── Selected extract ──

How to shop for food to protect grocery workers from virus
Grocery store employees have found themselves on the front lines of the coronavirus pandemic, deemed as essential as health care workers and police officers. Unlike their peers, however, retail workers often aren’t provided with the personal protective equipment that can save their lives.
At least 30 grocery workers nationwide have died of COVID-19, according to the United Food and Commercial Workers Union. That includes in Leilani Jordan, a 27-year-old clerk at a Giant in Maryland, and Wando Evans, a 51-year-old Walmart worker. About 30,000 more supermarket employees are sick with the respiratory disease around the U.S., the union estimates.
The UFCW is asking the Trump administration to make wearing a mask and gloves mandatory for shoppers as well as for retail workers, president Marc Perrone told reporters on Monday. So far, no states have mandated protective equipment for these workers, he added.
Given their potential exposure to coronavirus, grocery store workers are asking shoppers to help them stay safe by following a few guidelines.
Keep your distance inside the store
“Social distancing” guidelines recommend you maintain at least six feet between you and other people to cut down on the risk of infection, which also applies inside a building. Some stores. along with limiting the number of shoppers, are using visual guides like signs, floor markings and even robots to indicate a six-foot distance.
Six feet is approximately the length of two standard grocery carts, or the length of a pair of skis. Remember to keep this distance from everyone — that means fellow shoppers as well as workers.
“When I’m stocking the meat counter and people are crowding around me to get at meat, that’s not social distancing,” said Aaron Squeo, who works at a Kroger in Michigan. “We need to make sure we’re keeping it safe for everybody.”
Shop alone
“There are too many times I’ve seen people bring their kids, like it’s a family outing,” Squeo said. “Send one person out — don’t bring the whole family.”
While the chances that someone in your household has the coronavirus is small, tripling the number of people leaving your house effectively triples the odds that someone could become infected — and spread that illness to others. That’s dangerous for everyone in the store, but most of all for grocery workers, many of whom are now dealing with 10 times the customers they’d see in a regular day.
Be strategic
Have a list ready when you step into the store (preferably on paper, since phones are notorious germ-spreaders.) Minimizing your time in the store and your number of trips is key to slowing the spread of illness. Make a list for two weeks’ worth of groceries so you make only one trip during that span, instead of multiple shopping trips.
As you fill your cart with products, be deliberate about the items you pick up. Don’t pick up something only to change your mind and leave it on the shelf, which can spread the virus.
“Customers need to shop with their eyes instead of their hands. They’ll pick up every package,” said Dusty Gearhard, who works at Homeland Stores in Oklahoma. “It’s causing a lot more exposure because it’s unneeded.”
Cover your face
The Centers for Disease Control and Prevention recommends that Americans wear cloth face coverings while out in public. Yet anecdotal reports suggest about half of supermarket shoppers aren’t covering their faces, grocery workers say. The UFCW wants the U.S. government to make face covering and gloves mandatory for customers as well as for workers.

───
── Information shown ──

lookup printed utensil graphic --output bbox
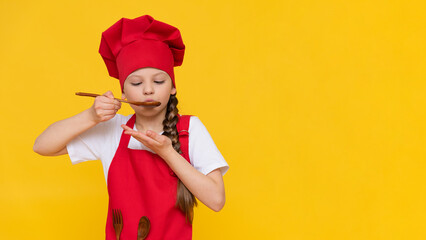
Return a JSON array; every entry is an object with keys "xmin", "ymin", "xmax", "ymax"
[
  {"xmin": 75, "ymin": 92, "xmax": 161, "ymax": 106},
  {"xmin": 112, "ymin": 209, "xmax": 123, "ymax": 240},
  {"xmin": 138, "ymin": 216, "xmax": 151, "ymax": 240}
]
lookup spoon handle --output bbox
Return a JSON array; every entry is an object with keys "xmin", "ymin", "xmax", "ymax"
[
  {"xmin": 75, "ymin": 92, "xmax": 129, "ymax": 103},
  {"xmin": 75, "ymin": 92, "xmax": 161, "ymax": 106}
]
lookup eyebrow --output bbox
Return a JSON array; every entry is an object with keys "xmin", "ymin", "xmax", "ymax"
[{"xmin": 130, "ymin": 72, "xmax": 165, "ymax": 78}]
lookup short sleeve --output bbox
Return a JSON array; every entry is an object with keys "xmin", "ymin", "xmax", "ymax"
[
  {"xmin": 188, "ymin": 116, "xmax": 229, "ymax": 175},
  {"xmin": 67, "ymin": 114, "xmax": 120, "ymax": 164}
]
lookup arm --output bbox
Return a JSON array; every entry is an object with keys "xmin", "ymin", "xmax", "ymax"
[
  {"xmin": 121, "ymin": 124, "xmax": 225, "ymax": 212},
  {"xmin": 160, "ymin": 148, "xmax": 225, "ymax": 212},
  {"xmin": 33, "ymin": 91, "xmax": 121, "ymax": 156}
]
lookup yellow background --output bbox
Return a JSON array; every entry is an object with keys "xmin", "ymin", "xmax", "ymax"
[{"xmin": 0, "ymin": 0, "xmax": 426, "ymax": 240}]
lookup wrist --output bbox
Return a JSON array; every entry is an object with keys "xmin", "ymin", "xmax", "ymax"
[{"xmin": 159, "ymin": 146, "xmax": 178, "ymax": 164}]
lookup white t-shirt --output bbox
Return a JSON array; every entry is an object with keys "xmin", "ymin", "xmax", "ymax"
[{"xmin": 67, "ymin": 114, "xmax": 229, "ymax": 182}]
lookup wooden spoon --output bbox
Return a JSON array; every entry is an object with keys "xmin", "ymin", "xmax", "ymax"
[{"xmin": 75, "ymin": 92, "xmax": 161, "ymax": 106}]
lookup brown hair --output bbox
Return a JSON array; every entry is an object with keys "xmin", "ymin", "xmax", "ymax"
[{"xmin": 163, "ymin": 94, "xmax": 197, "ymax": 224}]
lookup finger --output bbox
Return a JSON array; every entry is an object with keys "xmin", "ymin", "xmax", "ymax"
[
  {"xmin": 121, "ymin": 124, "xmax": 133, "ymax": 131},
  {"xmin": 146, "ymin": 130, "xmax": 161, "ymax": 142},
  {"xmin": 99, "ymin": 96, "xmax": 116, "ymax": 104},
  {"xmin": 139, "ymin": 132, "xmax": 158, "ymax": 145},
  {"xmin": 103, "ymin": 91, "xmax": 114, "ymax": 98}
]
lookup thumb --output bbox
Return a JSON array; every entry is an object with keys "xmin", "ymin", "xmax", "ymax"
[
  {"xmin": 104, "ymin": 91, "xmax": 114, "ymax": 98},
  {"xmin": 145, "ymin": 130, "xmax": 160, "ymax": 140}
]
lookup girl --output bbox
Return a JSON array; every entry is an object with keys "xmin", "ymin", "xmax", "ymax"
[{"xmin": 34, "ymin": 15, "xmax": 229, "ymax": 239}]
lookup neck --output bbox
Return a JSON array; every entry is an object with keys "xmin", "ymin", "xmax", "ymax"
[{"xmin": 135, "ymin": 111, "xmax": 166, "ymax": 133}]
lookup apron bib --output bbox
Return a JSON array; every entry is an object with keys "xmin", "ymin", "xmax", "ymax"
[{"xmin": 105, "ymin": 114, "xmax": 192, "ymax": 240}]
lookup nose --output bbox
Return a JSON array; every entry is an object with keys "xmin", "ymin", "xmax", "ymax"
[{"xmin": 143, "ymin": 82, "xmax": 154, "ymax": 95}]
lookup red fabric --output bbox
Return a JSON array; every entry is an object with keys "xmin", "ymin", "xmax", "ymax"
[
  {"xmin": 99, "ymin": 15, "xmax": 185, "ymax": 90},
  {"xmin": 105, "ymin": 115, "xmax": 192, "ymax": 240}
]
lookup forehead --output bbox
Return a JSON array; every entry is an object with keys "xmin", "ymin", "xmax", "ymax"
[{"xmin": 127, "ymin": 67, "xmax": 168, "ymax": 79}]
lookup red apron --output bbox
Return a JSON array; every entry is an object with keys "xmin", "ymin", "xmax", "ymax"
[{"xmin": 105, "ymin": 115, "xmax": 192, "ymax": 240}]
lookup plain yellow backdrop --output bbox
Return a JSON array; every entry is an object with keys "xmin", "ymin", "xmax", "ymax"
[{"xmin": 0, "ymin": 0, "xmax": 426, "ymax": 240}]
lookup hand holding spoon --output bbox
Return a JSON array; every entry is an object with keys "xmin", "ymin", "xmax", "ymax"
[{"xmin": 75, "ymin": 92, "xmax": 161, "ymax": 106}]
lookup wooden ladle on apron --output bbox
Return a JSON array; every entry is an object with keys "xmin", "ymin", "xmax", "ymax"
[{"xmin": 138, "ymin": 216, "xmax": 151, "ymax": 240}]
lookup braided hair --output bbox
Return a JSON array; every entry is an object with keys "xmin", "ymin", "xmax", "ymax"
[{"xmin": 163, "ymin": 94, "xmax": 197, "ymax": 224}]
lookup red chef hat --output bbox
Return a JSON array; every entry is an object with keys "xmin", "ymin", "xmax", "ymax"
[{"xmin": 99, "ymin": 15, "xmax": 185, "ymax": 91}]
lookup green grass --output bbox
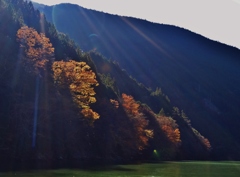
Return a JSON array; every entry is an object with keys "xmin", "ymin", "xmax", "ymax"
[{"xmin": 0, "ymin": 162, "xmax": 240, "ymax": 177}]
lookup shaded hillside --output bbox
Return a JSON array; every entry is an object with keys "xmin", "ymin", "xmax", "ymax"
[
  {"xmin": 0, "ymin": 0, "xmax": 211, "ymax": 170},
  {"xmin": 35, "ymin": 4, "xmax": 240, "ymax": 159}
]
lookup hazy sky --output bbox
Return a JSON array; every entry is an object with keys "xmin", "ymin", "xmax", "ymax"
[{"xmin": 33, "ymin": 0, "xmax": 240, "ymax": 49}]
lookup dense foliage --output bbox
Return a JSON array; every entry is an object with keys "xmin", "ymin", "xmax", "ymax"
[{"xmin": 0, "ymin": 0, "xmax": 232, "ymax": 169}]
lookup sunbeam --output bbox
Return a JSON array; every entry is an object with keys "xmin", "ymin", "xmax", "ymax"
[{"xmin": 32, "ymin": 76, "xmax": 39, "ymax": 148}]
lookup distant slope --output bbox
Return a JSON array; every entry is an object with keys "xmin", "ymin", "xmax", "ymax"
[
  {"xmin": 35, "ymin": 4, "xmax": 240, "ymax": 159},
  {"xmin": 0, "ymin": 0, "xmax": 214, "ymax": 171}
]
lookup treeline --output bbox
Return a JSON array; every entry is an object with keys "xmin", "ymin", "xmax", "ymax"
[{"xmin": 0, "ymin": 0, "xmax": 210, "ymax": 168}]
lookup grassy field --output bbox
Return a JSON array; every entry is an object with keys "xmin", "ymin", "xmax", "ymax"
[{"xmin": 0, "ymin": 162, "xmax": 240, "ymax": 177}]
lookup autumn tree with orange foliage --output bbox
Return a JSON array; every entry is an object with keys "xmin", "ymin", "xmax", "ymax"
[
  {"xmin": 17, "ymin": 26, "xmax": 54, "ymax": 75},
  {"xmin": 157, "ymin": 115, "xmax": 181, "ymax": 145},
  {"xmin": 52, "ymin": 60, "xmax": 100, "ymax": 121},
  {"xmin": 122, "ymin": 93, "xmax": 153, "ymax": 150}
]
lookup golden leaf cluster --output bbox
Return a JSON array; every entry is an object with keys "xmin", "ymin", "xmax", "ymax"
[
  {"xmin": 122, "ymin": 93, "xmax": 153, "ymax": 150},
  {"xmin": 17, "ymin": 26, "xmax": 54, "ymax": 74},
  {"xmin": 52, "ymin": 60, "xmax": 100, "ymax": 120},
  {"xmin": 110, "ymin": 99, "xmax": 119, "ymax": 108},
  {"xmin": 157, "ymin": 116, "xmax": 181, "ymax": 145}
]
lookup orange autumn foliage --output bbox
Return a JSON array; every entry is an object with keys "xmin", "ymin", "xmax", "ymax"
[
  {"xmin": 157, "ymin": 116, "xmax": 181, "ymax": 145},
  {"xmin": 52, "ymin": 60, "xmax": 100, "ymax": 120},
  {"xmin": 17, "ymin": 26, "xmax": 54, "ymax": 75},
  {"xmin": 110, "ymin": 99, "xmax": 119, "ymax": 109},
  {"xmin": 122, "ymin": 94, "xmax": 153, "ymax": 150}
]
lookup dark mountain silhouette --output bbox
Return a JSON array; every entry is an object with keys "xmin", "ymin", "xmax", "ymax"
[
  {"xmin": 0, "ymin": 0, "xmax": 239, "ymax": 170},
  {"xmin": 0, "ymin": 0, "xmax": 214, "ymax": 170},
  {"xmin": 35, "ymin": 4, "xmax": 240, "ymax": 159}
]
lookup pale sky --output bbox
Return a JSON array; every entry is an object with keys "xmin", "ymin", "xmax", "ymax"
[{"xmin": 33, "ymin": 0, "xmax": 240, "ymax": 49}]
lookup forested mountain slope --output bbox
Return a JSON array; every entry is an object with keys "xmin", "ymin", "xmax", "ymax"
[
  {"xmin": 0, "ymin": 0, "xmax": 212, "ymax": 170},
  {"xmin": 35, "ymin": 4, "xmax": 240, "ymax": 159}
]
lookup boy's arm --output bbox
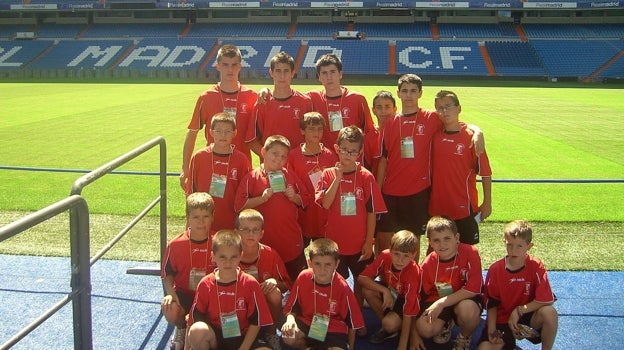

───

Questions:
1) Name every section heading in the article on shopping to protect grocery workers.
2) Duplicate the stretch of the grocery-shopping article from "The UFCW is" through "workers, he added.".
3) Answer these questions from the grocery-shopping article:
(a) According to the United Food and Commercial Workers Union, at least how many grocery workers nationwide have died of COVID-19?
(b) At what store, and in which state, does Aaron Squeo work?
(c) Anecdotal reports suggest what share of supermarket shoppers aren't covering their faces?

Answers per task:
1)
Keep your distance inside the store
Shop alone
Be strategic
Cover your face

2)
The UFCW is asking the Trump administration to make wearing a mask and gloves mandatory for shoppers as well as for retail workers, president Marc Perrone told reporters on Monday. So far, no states have mandated protective equipment for these workers, he added.

3)
(a) At least 30.
(b) At a Kroger in Michigan.
(c) About half.